** Begin RECORDED DATA **

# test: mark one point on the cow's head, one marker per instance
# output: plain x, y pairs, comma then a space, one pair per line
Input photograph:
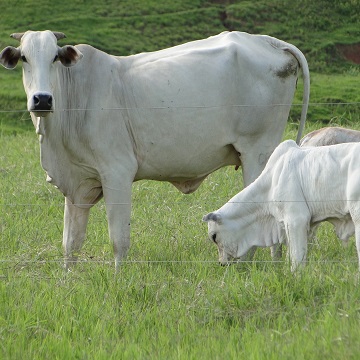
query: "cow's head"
226, 237
40, 55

** End RECORDED DATA **

* **EXERCISE GOAL**:
Can you update the material above so that "cow's head" becomes "animal's head" everywhere it occurs, with everything else unchanged and the pictures left out?

* **TASK OUTPUT**:
# test: mark one point on the animal's head, one marker per instance
# output: plain x, y pairs, comma then a space, one pair per line
Input photograph:
query: "animal's head"
226, 237
40, 55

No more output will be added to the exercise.